§ **Requisitos da tarefa**
[A] No texto sobre a intercessão de Maria, por que razão gemia o profeta Isaías, segundo Conrado da Saxônia?
[B] Escreva a continuação do texto sobre a intercessão de Maria, a partir da última frase apresentada.
╭─ Texto da página
Lamentava-se o profeta Isaías em seu tempo, dizendo: “Eis aí está que tu te
iraste, Senhor, porque nós pecamos...; não há quem se levante e te detenha”
(64: 5-7). Assim gemia o profeta, diz Conrado da Saxônia, porque então Maria
ainda não era nascida. Mas agora, se deus está irado contra qualquer pecador e
Maria toma à sua conta protegê-lo, ela detém o Filho, para que não o castigue e
salva-o. Ninguém há, continua Conrado, mais apto do que ela para suspender a
espada da divina justiça, para que não descarregue o golpe sobre os pecadores.
Sobre esse mesmo pensamento, diz Ricardo de São Lourenço que Deus, antes de no
mundo existir Maria, se queixava de não haver quem o impedisse de punir os
pecadores; mas agora é Maria quem o aplaca.
4. Maria é,
as vezes, a última esperança dos pecadores
Lê-se no
livro de Rute (2:3) que Booz permitiu a uma mulher por nome Rute respigar, indo
atrás dos segadores. Aqui sugere Conrado da saxônia: Como Rute achou graça aos
olhos de Booz, assim Maria achou graça diante de Deus, para recolher as espigas
abandonadas pelos segadores.
Esses últimos
são os operários evangélicos, os missionários, os pregadores, os confessores,
que coma as suas fadigas continuamente colhem e amealham almas para Deus. Almas
há, porém, rebeldes e obstinadas que são abandonadas por eles. Só a Maria é
dado salvar, por sua poderosa intercessão, essas espigas largadas ao campo.
É, pois, com
razão, que São João Damasceno vos saúda como esperança dos desamparados. Co
razão vos chama São Lourenço Justiniano esperança dos delinquentes; e
Pseudo-Agostinho, único refúgio dos pecadores. Em vós, pois, espere quem se
desespera.
A VÓZ
BRADAMOS, OS DEGREDADOS FILHOS DE EVA
1. Da prontidão
de Maria em socorrer os que a invocam
Como pobres
filhos da infortunada Eva, somos réus da mesma culpa e condenados à mesma pena.
Andamos errando por este vale de lágrimas, exilados de nossa pátria, chorando
por tantas dores que afligem no corpo e no espírito. Feliz, porém, aquele que
por entre tais misérias se dirige muitas vezes à consoladora do mundo, ao
refúgio dos pecadores, à grande Mãe de Deus. Bem-aventurado o homem que me ouve
e que vela todos os dias à entrada da minha casa (Pr 8,34). Bem-aventurado, diz
Maria, quem ouve meus conselhos e permanece constantemente à porta de minha
misericórdia, invocando minha intercessão e meu auxílio.
╰─
╭─ Dados extraídos
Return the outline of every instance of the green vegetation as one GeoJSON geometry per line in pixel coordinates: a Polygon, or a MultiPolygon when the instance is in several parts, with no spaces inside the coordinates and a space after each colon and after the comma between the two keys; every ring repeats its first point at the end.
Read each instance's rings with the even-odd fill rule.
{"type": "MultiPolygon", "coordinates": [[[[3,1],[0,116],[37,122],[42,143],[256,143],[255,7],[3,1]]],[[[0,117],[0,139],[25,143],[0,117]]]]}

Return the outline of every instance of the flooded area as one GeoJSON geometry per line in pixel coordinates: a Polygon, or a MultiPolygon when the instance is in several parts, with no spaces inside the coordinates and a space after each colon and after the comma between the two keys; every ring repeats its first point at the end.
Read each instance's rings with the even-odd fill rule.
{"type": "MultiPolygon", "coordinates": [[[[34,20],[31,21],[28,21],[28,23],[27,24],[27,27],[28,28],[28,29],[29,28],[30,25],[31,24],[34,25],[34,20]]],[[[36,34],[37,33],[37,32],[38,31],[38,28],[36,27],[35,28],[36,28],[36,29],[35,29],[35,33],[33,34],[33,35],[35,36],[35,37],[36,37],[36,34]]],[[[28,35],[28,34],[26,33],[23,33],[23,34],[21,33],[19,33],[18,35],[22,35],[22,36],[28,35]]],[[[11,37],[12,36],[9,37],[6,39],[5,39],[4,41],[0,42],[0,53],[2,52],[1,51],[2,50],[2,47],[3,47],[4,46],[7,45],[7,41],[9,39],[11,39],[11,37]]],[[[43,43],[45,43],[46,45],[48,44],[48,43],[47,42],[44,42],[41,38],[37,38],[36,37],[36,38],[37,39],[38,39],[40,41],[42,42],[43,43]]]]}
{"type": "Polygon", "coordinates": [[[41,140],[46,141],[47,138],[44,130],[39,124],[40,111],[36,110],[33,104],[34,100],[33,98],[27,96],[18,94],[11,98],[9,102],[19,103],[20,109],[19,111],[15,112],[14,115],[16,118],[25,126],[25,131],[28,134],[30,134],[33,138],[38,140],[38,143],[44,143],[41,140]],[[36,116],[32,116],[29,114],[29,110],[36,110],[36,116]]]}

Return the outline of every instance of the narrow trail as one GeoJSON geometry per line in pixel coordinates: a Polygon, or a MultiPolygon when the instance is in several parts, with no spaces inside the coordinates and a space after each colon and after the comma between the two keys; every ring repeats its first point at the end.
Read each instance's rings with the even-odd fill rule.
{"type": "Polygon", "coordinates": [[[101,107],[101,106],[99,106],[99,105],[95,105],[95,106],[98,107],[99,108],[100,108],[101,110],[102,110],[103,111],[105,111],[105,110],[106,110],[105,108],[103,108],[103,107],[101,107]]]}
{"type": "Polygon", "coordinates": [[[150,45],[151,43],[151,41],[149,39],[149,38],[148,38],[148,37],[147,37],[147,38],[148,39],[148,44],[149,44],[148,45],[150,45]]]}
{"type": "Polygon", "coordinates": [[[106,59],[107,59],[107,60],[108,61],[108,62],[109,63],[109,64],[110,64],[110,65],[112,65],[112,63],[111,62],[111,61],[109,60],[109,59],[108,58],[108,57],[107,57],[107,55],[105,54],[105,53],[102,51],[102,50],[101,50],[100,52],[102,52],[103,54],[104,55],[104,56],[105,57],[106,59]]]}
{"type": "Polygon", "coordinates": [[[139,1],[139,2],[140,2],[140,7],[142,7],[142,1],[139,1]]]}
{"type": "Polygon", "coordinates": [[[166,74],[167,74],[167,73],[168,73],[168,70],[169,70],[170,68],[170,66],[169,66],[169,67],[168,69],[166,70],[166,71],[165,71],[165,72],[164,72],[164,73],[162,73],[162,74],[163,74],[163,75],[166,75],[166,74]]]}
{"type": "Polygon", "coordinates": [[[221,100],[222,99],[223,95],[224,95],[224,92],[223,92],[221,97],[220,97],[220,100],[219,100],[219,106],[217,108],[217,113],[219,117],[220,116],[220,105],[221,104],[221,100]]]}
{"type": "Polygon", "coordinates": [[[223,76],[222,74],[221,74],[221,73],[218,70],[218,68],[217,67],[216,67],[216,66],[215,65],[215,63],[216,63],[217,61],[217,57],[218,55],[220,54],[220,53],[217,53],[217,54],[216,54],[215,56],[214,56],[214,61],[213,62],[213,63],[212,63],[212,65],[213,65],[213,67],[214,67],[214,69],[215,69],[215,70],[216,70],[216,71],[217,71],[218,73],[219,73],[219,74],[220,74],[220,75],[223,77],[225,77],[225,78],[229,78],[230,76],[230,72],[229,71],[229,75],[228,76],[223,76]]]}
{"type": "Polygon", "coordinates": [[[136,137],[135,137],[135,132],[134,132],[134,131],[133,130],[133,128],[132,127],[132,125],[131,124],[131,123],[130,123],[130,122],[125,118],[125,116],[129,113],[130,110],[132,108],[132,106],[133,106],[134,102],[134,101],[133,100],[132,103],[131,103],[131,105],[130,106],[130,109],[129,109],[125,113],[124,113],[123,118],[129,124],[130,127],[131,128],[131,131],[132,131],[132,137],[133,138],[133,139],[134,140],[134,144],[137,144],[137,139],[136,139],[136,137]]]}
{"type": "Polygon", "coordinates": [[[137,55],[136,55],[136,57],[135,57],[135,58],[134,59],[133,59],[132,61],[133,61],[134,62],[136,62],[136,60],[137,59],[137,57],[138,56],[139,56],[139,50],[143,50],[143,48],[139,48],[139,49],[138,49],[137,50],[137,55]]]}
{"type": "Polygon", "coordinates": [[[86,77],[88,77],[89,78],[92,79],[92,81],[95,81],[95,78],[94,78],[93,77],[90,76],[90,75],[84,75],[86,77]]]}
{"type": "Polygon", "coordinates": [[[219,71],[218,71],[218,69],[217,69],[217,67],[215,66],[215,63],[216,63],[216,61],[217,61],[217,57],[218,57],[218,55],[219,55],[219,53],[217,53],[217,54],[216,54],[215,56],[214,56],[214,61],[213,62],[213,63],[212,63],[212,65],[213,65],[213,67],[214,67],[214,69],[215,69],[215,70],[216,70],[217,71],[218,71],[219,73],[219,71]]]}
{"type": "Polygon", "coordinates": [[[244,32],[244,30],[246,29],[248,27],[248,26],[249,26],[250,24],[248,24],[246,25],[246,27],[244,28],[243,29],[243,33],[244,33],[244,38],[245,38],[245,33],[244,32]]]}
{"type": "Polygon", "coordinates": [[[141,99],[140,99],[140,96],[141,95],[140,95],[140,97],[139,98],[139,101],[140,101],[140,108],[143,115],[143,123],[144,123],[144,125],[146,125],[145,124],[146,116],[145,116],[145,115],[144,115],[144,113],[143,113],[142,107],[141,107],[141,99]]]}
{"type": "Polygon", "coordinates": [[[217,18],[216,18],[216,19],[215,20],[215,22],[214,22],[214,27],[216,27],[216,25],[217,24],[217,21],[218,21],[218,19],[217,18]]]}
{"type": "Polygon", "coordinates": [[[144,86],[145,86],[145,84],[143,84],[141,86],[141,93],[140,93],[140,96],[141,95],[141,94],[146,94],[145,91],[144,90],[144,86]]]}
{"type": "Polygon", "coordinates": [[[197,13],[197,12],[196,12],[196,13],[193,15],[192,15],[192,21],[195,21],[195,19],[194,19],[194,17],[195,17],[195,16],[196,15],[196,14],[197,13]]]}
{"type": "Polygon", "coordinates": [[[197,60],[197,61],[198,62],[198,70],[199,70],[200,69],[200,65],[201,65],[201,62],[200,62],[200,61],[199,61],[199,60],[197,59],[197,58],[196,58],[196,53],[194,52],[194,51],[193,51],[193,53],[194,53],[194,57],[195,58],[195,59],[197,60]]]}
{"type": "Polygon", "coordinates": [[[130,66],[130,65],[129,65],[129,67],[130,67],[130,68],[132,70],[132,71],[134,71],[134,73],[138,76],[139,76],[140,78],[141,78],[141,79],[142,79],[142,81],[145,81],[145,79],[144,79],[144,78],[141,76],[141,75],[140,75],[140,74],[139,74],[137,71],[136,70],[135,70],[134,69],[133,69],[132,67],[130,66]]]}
╰─
§ **Respostas escritas**
[A] Porque naquele tempo Maria ainda não era nascida.

[B]
Por isso, em
todas as calamidades públicas, a Santa Igreja sempre quer que se recorra a
divina Mãe com novenas, com orações, com procissões e visitas às suas igrejas e
imagens. Procura, na frase de São Boaventura, os que dela se aproximam devota e
reverentemente; ama-os, nutre-os, aceita-os por filhos.
2. Maria
ajuda pronta e alegremente
Para o mesmo
Santo, Rute foi figura de Maria. Pois, seu nome significa “aquela que vê e se
apressa”. Vendo Maria nossas misérias, se apressa a fim de nos socorrer com a
sua misericórdia.
Oh! Como é
pronta esta boa Mãe para valer a quem a invoca! Explicando a passagem dos Cânticos
(4:5), diz Ricardo de São Lourenço que Maria é tão veloz em exercer
misericórdia para com quem lha pede. O mesmo autor assevera-nos que a compaixão
de Maria se derrama sobre quem a pede, ainda que não mendeiem outras orações
mais que a de uma breve Ave-Maria.
E com isso
ficamos entendendo quem seja aquela mulher do Apocalipse (12:14), a quem se
deram duas grandes asas de águia para voar ao deserto. Nelas vê Ribeira o amor
que Maria se eleva sempre a Deus. Mas o beato Amadeu diz que estas asas de
águia significa a presteza com que Maria, vencendo a velocidade dos serafins,
socorre os seus filhos.
A isso
corresponde também ao que lemos no Evangelho de São Lucas. Quando Maria foi
visitar Santa Isabel e cumular de graças aquela família inteira, não fez a viagem
com vagar, mas si com presteza: E naqueles dias, levantando-se, Maria foi com
presteza às montanhas (Lc 1:39).
É tal a
compaixão desta boa Mãe, e tanto o amor que nos consagra, que nem espera por
nossas orações. “Ela se antecipa aos que a desejam” (Sb 6:14).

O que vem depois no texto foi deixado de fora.